Could you write out the records below exactly, without omitting a line?

(Beginning of DATA SUPPLIED)

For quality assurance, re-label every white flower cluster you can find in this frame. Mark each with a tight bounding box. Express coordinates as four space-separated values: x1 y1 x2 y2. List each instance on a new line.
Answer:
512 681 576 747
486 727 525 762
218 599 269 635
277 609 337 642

(End of DATA SUPPLIED)

RESPONSE FOR THIS EXERCISE
For quality assurance, re-label every white flower cluster you can find in this frame. Mark each with a tight bounding box. Express coordinates as four space-separated values: x1 y1 x2 y2. List each instance on a new line.
Answer:
512 681 576 747
486 727 525 762
218 599 269 635
277 609 337 642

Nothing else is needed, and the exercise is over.